Data for this exercise below:

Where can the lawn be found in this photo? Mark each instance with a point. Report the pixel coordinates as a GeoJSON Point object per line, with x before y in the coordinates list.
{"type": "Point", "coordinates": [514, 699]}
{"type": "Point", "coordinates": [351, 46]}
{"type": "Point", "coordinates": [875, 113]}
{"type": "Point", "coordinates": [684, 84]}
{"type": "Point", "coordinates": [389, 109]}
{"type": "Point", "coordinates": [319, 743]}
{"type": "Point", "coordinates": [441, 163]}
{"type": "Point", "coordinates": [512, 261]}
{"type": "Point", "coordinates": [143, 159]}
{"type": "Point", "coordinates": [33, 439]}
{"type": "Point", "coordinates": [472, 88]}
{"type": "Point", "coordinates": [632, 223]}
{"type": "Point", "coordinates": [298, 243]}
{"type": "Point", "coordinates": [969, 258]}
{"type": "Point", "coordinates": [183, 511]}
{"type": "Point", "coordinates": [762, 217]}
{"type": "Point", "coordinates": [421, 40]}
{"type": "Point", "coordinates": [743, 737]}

End of Data for this exercise.

=== Work to complete ===
Exactly as they appear above, the records are to be transcribed in full.

=== Result of this task ===
Where can the lawn be found in this photo? Mark each instance with a point. Report the pixel coordinates as a GeoJSON Point object per line, with x before y in the coordinates list.
{"type": "Point", "coordinates": [514, 699]}
{"type": "Point", "coordinates": [351, 46]}
{"type": "Point", "coordinates": [875, 113]}
{"type": "Point", "coordinates": [684, 84]}
{"type": "Point", "coordinates": [389, 109]}
{"type": "Point", "coordinates": [319, 743]}
{"type": "Point", "coordinates": [441, 163]}
{"type": "Point", "coordinates": [512, 261]}
{"type": "Point", "coordinates": [143, 159]}
{"type": "Point", "coordinates": [33, 439]}
{"type": "Point", "coordinates": [472, 88]}
{"type": "Point", "coordinates": [632, 223]}
{"type": "Point", "coordinates": [298, 243]}
{"type": "Point", "coordinates": [969, 258]}
{"type": "Point", "coordinates": [183, 511]}
{"type": "Point", "coordinates": [762, 217]}
{"type": "Point", "coordinates": [421, 40]}
{"type": "Point", "coordinates": [743, 737]}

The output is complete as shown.